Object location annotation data
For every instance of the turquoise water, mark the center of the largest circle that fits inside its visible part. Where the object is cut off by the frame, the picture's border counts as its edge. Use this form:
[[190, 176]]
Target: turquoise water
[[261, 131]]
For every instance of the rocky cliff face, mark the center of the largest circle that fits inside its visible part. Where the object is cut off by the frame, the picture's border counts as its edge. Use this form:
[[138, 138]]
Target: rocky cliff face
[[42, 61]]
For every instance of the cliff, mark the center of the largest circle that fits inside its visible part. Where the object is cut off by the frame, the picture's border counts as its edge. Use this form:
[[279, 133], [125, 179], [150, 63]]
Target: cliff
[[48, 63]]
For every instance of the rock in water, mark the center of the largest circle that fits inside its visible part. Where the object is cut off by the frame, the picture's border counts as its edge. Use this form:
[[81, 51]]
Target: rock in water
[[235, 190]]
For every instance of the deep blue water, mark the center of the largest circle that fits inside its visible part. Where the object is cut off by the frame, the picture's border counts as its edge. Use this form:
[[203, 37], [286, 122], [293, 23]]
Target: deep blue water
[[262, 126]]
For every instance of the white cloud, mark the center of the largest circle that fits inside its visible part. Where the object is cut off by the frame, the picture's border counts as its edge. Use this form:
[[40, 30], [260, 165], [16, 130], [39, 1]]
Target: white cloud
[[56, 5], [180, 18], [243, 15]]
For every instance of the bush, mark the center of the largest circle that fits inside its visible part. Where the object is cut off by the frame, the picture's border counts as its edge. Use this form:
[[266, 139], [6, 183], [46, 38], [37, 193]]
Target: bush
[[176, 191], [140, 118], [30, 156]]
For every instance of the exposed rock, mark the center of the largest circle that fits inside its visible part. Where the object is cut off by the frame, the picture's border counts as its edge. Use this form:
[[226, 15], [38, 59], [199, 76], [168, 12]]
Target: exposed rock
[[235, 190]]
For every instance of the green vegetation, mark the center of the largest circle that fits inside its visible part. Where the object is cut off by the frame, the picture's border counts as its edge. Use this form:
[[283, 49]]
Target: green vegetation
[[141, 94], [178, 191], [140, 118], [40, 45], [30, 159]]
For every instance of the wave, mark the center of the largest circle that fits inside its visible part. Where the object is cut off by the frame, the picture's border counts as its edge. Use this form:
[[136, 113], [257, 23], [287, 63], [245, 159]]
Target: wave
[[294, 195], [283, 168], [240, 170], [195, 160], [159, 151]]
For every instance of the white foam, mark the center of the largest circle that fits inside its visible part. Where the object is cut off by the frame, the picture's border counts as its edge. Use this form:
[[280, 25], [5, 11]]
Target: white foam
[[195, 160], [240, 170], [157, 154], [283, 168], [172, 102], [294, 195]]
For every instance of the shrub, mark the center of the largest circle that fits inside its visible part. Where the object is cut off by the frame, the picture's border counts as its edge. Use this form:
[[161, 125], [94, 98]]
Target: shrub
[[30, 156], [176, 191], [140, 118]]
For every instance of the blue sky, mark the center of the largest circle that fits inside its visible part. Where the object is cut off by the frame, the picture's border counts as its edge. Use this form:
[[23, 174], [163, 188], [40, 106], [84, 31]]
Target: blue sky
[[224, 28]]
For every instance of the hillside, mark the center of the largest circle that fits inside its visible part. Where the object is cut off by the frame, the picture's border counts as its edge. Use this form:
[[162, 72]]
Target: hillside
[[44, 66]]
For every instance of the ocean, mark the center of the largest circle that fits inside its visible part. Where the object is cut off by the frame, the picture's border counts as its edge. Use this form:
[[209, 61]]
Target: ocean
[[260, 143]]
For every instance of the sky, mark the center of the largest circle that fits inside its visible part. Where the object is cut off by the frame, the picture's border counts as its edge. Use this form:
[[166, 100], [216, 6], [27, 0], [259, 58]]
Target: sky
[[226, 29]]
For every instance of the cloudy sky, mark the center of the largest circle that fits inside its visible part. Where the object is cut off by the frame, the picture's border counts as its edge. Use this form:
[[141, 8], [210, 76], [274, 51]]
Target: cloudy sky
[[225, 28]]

** Exercise objective **
Rewrite all of the rows above with every "Target" changed to "Label", keeping everything else identical.

** Answer to the exercise **
For every instance of the turquoise water, mark the center of the largest circle that fits inside its visible part. Where the object is cut off by the frame, the picture's border counts as its edge. Use this form:
[[190, 176]]
Label: turquoise water
[[261, 131]]
For every instance of the rocky cliff face, mark the center of the largest circle that fits inside its visible part. Where the object is cut off by the frame, the picture's border counts as its edge. Use this form:
[[138, 138]]
Label: rocky cliff face
[[42, 61]]
For every instance of the cliff, mark the center of the largest circle that fits inside its visible part. Where the object is cut off by the frame, the picture's border counts as its edge. Use this form:
[[279, 133], [125, 179], [150, 63]]
Label: cliff
[[48, 63]]
For every instance of the rock in water, mark the center of the largest circle that fits inside its visible part. Where the object is cut off by the frame, the picture's border counts as its edge. Use this form:
[[81, 51]]
Label: rock in water
[[235, 190]]
For every instance of the deep blue water, mark the center of the largest circle that fits inside its visible part. Where the object is cut off by the frame, the picture's border counts as its edge. Use this form:
[[203, 37], [286, 122], [293, 23]]
Label: deep blue water
[[262, 126]]
For every instance of the white cloud, mark the center of the largest circle that fits inside its visible part. Where the object is cut off by the frame, the picture's border counts as its edge. Use this form:
[[40, 30], [260, 165], [16, 130], [39, 1]]
Label: white cloud
[[56, 5], [180, 18], [243, 15]]
For every instance of the bush, mark the center of the largest circle that fits inside its visible part. Where the object is cut off by the frame, the picture's border counts as its edge. Use this form:
[[266, 139], [6, 183], [46, 38], [37, 193]]
Label: bush
[[176, 191], [140, 118], [30, 156]]
For every instance of the exposed rock, mark the center of the largest circle that fits inside its visible part. Where the object is cut off by the frame, the picture's border counts as its edge. Use this form:
[[226, 15], [38, 59], [199, 76], [168, 12]]
Label: exposed rock
[[235, 190]]
For every instance of the green vegetation, mark the center of the largest circle that fits inside its visible part. Where the object is cut off by the frame, the picture's border counts as its edge. Use this form:
[[283, 49]]
Label: green vegetation
[[141, 94], [178, 191], [140, 118], [40, 45], [30, 159]]
For every instance of the wave, mark the center of the largest circle that fits inside its visible part. Where the object is cut off by the frame, the picture's border counts as its edge. Use this form:
[[136, 113], [257, 23], [287, 63], [245, 159]]
Label: wave
[[294, 195], [283, 168], [240, 170], [195, 160], [159, 151]]
For every instance of the white foam, mark the center of the largest circle that fits inside its visible part. Where the object is cut off by the frame, the picture's border counts as its edge. Use this form:
[[280, 25], [5, 11]]
Label: white foam
[[195, 160], [240, 170], [157, 154], [283, 168], [172, 102], [294, 195]]
For every instance of the shrub, mark the center of the largest circle that fits inside its visible part. Where the object is cut off by the frame, the picture's border counts as its edge. Use this form:
[[161, 125], [94, 98]]
Label: shrub
[[30, 156], [176, 191], [140, 118]]
For every instance of the blue sky, mark the center of the largest circle that fits inside its visible part. Where the object is cut off by the frame, the picture's border counts as its edge. Use this form:
[[23, 174], [163, 188], [40, 106], [84, 31]]
Label: blue sky
[[224, 28]]
For every instance of the hillside, mark the center of the largest circle that fits inside its visible part. Where the object is cut off by the frame, the picture's border counts as its edge. Use this form:
[[162, 72]]
Label: hillside
[[44, 66]]
For every instance of the ocean, mark the center of the largest circle that fits inside its visible part. Where the object is cut off by the frame, the picture's border counts as its edge. Use this form:
[[209, 61]]
Label: ocean
[[260, 143]]
For every instance of the sky, mark the center of the largest circle that fits inside its visible part. Where the object is cut off by the frame, the picture's border counts as its edge. Use this form:
[[166, 100], [216, 6], [27, 0], [259, 58]]
Label: sky
[[226, 29]]
For every instance of the cloudy sky, mark the center of the largest circle that fits inside its visible part. Where the object is cut off by the frame, the picture's border counts as its edge. Use this form:
[[141, 8], [210, 76], [274, 51]]
Label: cloudy sky
[[225, 28]]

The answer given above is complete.